### Ausgewählter Auszug:
------------------------------------------------
# taz.de -- Die Wahrheit: Schweiß und Schwein
       
       > Klischees sind oft falsch, auch solche über Tiere. Also: Schweine
       > schwitzen nicht – und stinken nur in Ausnahmefällen. Alles weitere im
       > Folgenden …
       
       Nur kurz einige spätsommerliche Anmerkungen zu aktuellen, gerade noch
       hitzebedingt verursachten Wahrnehmungen im öffentlichen Raum. Ach,
       verzeihen Sie bitte, ich wollte es gar nicht so hochgestochen formulieren,
       es ist mir deutlich zu kompliziert herausgetropft.
       
       Eigentlich ist es viel einfacher, sogar ziemlich banal. Ums kurz zu machen:
       Ich habe etwas gehört. Kürzlich. Kürzlich war es sehr heiß, und es war
       stickig, und es war in der von transpirierenden und entsprechend würzig in
       die Umgebung ölmenden Menschen sehr vollgemachten U-Bahn. Dort, wo sich die
       Stammstrecken unterirdisch kreuzen. Aber das nur nebenbei.
       
       Nur drei Nasenbreiten von mir entfernt stand ein recht junges Pärchen, eine
       Sie und ein Er, nicht nur sehr eng aneinander geschmiegt, sondern auch sehr
       im eigenen Saft. Und da habe ich es dann gehört. Das, was sie deutlich
       wahrnehmbar zu ihm sagte. Lieb und zugeneigt und verständnisvoll und
       richtiggehend zärtlich: „Puh – du stinkst wie’n Schwein.“
       
       Ich stank also direkt neben den beiden und war geneigt, der jungen Frau
       laut und deutlich zuzustimmen. Ich konnte mich aber noch so eben
       zurückhalten, weil mir zum Glück klar wurde, dass das nicht nur ziemlich
       unwoke gewesen wäre, sondern darüber hinaus ausgesprochen
       schweineverachtend.
------------------------------------------------
### Datensatz:
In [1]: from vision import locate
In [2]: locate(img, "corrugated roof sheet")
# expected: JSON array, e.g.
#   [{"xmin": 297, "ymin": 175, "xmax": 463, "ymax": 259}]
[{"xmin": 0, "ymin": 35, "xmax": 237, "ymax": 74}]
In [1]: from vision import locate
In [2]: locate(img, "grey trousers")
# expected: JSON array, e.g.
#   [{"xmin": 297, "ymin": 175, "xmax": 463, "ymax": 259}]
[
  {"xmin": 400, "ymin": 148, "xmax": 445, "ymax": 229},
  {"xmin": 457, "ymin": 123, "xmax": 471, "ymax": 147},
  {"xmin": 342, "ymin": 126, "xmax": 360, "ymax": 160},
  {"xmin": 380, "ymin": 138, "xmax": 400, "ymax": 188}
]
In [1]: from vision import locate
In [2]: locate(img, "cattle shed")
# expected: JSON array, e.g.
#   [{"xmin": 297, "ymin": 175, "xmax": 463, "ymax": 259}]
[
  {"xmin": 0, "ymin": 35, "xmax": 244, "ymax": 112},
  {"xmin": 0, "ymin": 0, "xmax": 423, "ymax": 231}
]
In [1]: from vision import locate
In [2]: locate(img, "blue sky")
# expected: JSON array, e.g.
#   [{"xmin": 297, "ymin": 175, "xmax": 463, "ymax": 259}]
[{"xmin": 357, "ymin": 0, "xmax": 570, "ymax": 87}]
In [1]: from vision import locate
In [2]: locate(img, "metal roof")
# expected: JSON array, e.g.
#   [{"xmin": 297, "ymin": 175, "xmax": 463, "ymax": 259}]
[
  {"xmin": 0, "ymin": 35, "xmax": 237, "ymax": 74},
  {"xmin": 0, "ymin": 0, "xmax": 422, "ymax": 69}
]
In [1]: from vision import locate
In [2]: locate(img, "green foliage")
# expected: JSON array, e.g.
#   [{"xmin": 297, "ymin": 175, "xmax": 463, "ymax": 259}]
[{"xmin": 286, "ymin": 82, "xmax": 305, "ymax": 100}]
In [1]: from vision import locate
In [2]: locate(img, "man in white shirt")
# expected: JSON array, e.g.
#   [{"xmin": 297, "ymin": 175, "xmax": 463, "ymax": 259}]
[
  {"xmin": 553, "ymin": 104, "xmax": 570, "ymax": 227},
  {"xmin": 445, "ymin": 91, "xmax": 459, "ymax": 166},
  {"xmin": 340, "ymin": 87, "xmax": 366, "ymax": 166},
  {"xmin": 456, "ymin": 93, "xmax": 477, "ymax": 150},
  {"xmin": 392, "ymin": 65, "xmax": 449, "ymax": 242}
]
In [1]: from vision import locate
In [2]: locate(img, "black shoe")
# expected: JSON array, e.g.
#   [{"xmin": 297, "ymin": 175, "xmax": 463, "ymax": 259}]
------------------------------------------------
### Arbeitsanweisungen:
• A. Welche Wörter verwendet die Glosse über Schweiß und Schwein, um den Ton zu beschreiben, in dem die junge Frau ihren Satz zu dem Mann sagt? Nenne alle.
• B. Führe die Glosse über Schweiß und Schwein nach ihrem letzten Satz weiter.

### Erwartete Ausgaben:
• A. lieb, zugeneigt, verständnisvoll, richtiggehend zärtlich

• B.
       
       Denn das Schwein schwitzt ja nicht. Und sollte das Schwein tatsächlich mal
       stinken, dann eben auf gar keinen Fall, weil es schwitzt, sondern weil es
       sich halt zwecks Körpertemperaturregulierung in einem höchst kühlenden
       Sauhaufen rumgewälzt hat.
       
       ## Schwein ohne Schweißdrüsen
       
       Dem Schwein fehlt es nämlich an so einigem. Nicht an Verstand, das nicht,
       aber zum Beispiel an Schweißdrüsen. Es ist wohl die Schweißdrüse, die den
       Menschen annehmen lässt, er könne sich über das Schwein erheben. Der Mensch
       meint, er stänke ausstattungstechnisch von einem höheren Niveau auf das
       Schwein herunter und dürfe sich ob der in ihm verbauten Schweißdrüsen für
       etwas Besseres, ja sogar für die Krone der Schöpfung halten.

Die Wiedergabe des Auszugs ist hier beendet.